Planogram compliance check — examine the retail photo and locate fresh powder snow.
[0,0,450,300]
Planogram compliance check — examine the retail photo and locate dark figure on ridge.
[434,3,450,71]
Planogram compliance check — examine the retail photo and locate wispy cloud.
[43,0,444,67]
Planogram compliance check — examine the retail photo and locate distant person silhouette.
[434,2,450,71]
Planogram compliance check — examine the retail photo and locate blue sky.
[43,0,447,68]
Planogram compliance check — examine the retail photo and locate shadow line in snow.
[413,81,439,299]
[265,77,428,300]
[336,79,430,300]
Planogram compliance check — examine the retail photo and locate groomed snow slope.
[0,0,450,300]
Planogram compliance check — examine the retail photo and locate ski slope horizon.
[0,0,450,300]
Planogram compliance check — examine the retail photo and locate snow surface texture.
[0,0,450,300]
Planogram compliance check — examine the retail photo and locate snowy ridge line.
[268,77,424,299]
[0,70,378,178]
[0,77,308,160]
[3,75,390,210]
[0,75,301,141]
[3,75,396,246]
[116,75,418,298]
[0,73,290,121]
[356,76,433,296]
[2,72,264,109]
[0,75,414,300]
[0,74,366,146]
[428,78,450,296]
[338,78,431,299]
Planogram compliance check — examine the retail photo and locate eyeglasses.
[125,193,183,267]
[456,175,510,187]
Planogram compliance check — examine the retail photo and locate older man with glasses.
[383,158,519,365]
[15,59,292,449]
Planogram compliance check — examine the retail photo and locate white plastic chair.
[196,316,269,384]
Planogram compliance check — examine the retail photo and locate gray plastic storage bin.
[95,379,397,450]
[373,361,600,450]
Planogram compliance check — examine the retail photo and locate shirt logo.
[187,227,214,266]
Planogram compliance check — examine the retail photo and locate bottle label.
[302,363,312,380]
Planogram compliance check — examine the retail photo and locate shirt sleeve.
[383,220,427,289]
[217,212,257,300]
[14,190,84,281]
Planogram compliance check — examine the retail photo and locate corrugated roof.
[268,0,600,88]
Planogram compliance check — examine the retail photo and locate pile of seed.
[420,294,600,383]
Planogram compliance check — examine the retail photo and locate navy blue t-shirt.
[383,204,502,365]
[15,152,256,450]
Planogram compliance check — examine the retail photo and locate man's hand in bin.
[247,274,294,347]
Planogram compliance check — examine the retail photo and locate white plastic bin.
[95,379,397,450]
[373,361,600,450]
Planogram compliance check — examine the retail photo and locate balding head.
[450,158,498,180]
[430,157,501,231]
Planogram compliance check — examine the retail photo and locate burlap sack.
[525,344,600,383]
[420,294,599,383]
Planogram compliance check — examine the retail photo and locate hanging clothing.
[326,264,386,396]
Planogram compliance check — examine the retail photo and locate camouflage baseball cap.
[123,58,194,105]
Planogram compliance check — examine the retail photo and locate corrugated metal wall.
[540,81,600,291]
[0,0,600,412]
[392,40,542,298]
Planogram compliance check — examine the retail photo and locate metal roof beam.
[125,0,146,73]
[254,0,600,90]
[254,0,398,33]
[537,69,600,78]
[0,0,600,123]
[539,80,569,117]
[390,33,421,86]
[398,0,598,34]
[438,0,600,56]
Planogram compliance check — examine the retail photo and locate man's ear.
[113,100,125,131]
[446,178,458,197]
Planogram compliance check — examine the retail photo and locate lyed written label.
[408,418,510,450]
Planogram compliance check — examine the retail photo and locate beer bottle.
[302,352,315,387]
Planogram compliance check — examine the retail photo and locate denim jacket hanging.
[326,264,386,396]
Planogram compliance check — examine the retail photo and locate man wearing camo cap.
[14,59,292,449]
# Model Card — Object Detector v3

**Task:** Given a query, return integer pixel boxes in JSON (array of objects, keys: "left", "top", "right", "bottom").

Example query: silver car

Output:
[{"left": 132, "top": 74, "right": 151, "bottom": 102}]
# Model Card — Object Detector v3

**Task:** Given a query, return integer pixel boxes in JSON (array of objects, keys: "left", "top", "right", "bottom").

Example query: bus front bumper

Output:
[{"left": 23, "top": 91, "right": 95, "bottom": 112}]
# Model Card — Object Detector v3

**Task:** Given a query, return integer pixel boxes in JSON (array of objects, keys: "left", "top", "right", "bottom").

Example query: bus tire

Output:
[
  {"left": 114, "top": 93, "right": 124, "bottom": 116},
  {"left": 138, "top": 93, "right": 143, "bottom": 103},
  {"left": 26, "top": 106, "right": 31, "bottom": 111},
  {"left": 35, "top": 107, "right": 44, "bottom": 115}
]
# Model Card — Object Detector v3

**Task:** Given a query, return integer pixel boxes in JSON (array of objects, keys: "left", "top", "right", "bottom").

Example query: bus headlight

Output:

•••

Exercise:
Please update the records above so that every "Planogram compliance check" becomes "Shelf layout audit", leaving everything else unchanged.

Result:
Shelf layout audit — examine the retail photo and locate fresh powder snow.
[0,0,450,300]
Shelf layout audit — examine the retail photo and locate dark figure on ridge.
[434,3,450,71]
Shelf layout audit — examine the retail photo and locate wispy cloud.
[43,0,444,67]
Shelf layout audit — examine the retail photo and locate distant person silhouette.
[434,2,450,71]
Shelf layout audit — examine the retail photo and locate blue sky.
[43,0,447,68]
Shelf layout audit — examine the retail photo and locate shadow line in snow.
[413,81,439,299]
[265,77,428,300]
[336,79,430,300]
Shelf layout audit — examine the retail photo and locate groomed snow slope.
[0,0,450,300]
Shelf layout audit — examine the retail photo and locate ski slope horizon.
[0,0,450,300]
Shelf layout audit — examine the retail photo and locate snow surface texture.
[0,0,450,300]
Shelf layout audit — examine the retail photo and locate snowy ridge line.
[268,77,424,299]
[0,70,378,178]
[0,77,308,160]
[3,75,390,210]
[0,75,301,141]
[3,75,396,246]
[116,75,418,298]
[0,73,290,121]
[356,76,433,296]
[2,72,264,109]
[0,75,414,300]
[0,74,366,146]
[428,78,450,296]
[338,78,431,299]
Shelf layout audit — examine the retail photo and locate eyeglasses.
[125,193,183,267]
[456,175,510,187]
Shelf layout audit — examine the retail photo and locate older man with glasses.
[383,158,519,365]
[15,59,292,449]
Shelf layout audit — examine the retail photo and locate white plastic chair.
[196,316,269,384]
Shelf layout audit — examine the retail photo and locate gray plastic storage bin.
[95,379,397,450]
[373,361,600,450]
Shelf layout audit — examine the retail photo and locate shirt logo.
[187,227,214,266]
Shelf layout audit — examine the retail photo and locate bottle label.
[302,363,312,380]
Shelf layout audit — examine the retail photo and locate shirt sleeve.
[383,220,427,289]
[217,212,257,300]
[14,190,84,281]
Shelf layout audit — examine the retail photo and locate corrugated roof.
[268,0,600,88]
Shelf layout audit — examine the retail photo and locate pile of seed.
[420,294,600,383]
Shelf layout audit — examine the retail photo and locate navy blue t-shirt.
[383,204,502,365]
[15,152,256,450]
Shelf layout audit — examine the retail photo and locate man's hand in bin.
[247,274,294,347]
Shelf layout audit — examine the retail photo and locate white plastic bin.
[95,379,397,450]
[373,361,600,450]
Shelf layout audit — examine the retail photo and locate balding head.
[450,158,498,180]
[430,157,501,231]
Shelf layout audit — examine the retail photo and locate burlap sack.
[525,344,600,383]
[420,294,599,383]
Shelf layout audit — examine the retail photo and locate hanging clothing.
[326,264,386,396]
Shelf layout audit — examine the retail photo and locate camouflage baseball cap.
[123,58,194,105]
Shelf layout audit — examine the retail photo and locate corrugated metal wall.
[540,81,600,291]
[0,0,600,412]
[392,40,542,298]
Shelf layout audit — examine the retail photo and locate metal roof beam.
[125,0,146,73]
[254,0,600,90]
[254,0,398,33]
[537,69,600,78]
[0,0,600,123]
[539,80,569,117]
[390,33,421,86]
[398,0,598,34]
[438,0,600,56]
Shelf layout audit — examine the retail photo and locate man's ear.
[113,100,125,131]
[446,178,458,197]
Shelf layout audit — examine the retail photo and locate lyed written label.
[408,418,510,450]
Shelf layout audit — examine the retail photo and locate beer bottle.
[302,352,315,387]
Shelf layout audit — examine the retail photo and locate denim jacket hanging.
[326,264,386,396]
Shelf layout audit — examine the retail photo and locate man wearing camo cap.
[14,59,292,449]
# Model Card — Object Detector v3

**Task:** Given a query, return integer pixel boxes in JSON (array of objects, keys: "left", "top", "right", "bottom").

Example query: silver car

Output:
[{"left": 132, "top": 74, "right": 151, "bottom": 102}]
# Model Card — Object Detector v3

**Task:** Given a query, return integer pixel boxes in JSON (array of objects, keys: "left", "top", "right", "bottom").

Example query: bus front bumper

Output:
[{"left": 23, "top": 91, "right": 95, "bottom": 112}]
# Model Card — Object Detector v3

**Task:** Given a query, return integer pixel boxes in JSON (array of objects, keys: "left", "top", "right", "bottom").

Example query: bus tire

Output:
[
  {"left": 114, "top": 93, "right": 124, "bottom": 116},
  {"left": 138, "top": 93, "right": 143, "bottom": 103},
  {"left": 26, "top": 106, "right": 31, "bottom": 111},
  {"left": 35, "top": 107, "right": 44, "bottom": 115}
]
# Model Card — Object Detector v3

**Task:** Given a query, return integer pixel boxes in JSON (array of objects, keys: "left", "top", "right", "bottom").

Example query: bus headlight

Output:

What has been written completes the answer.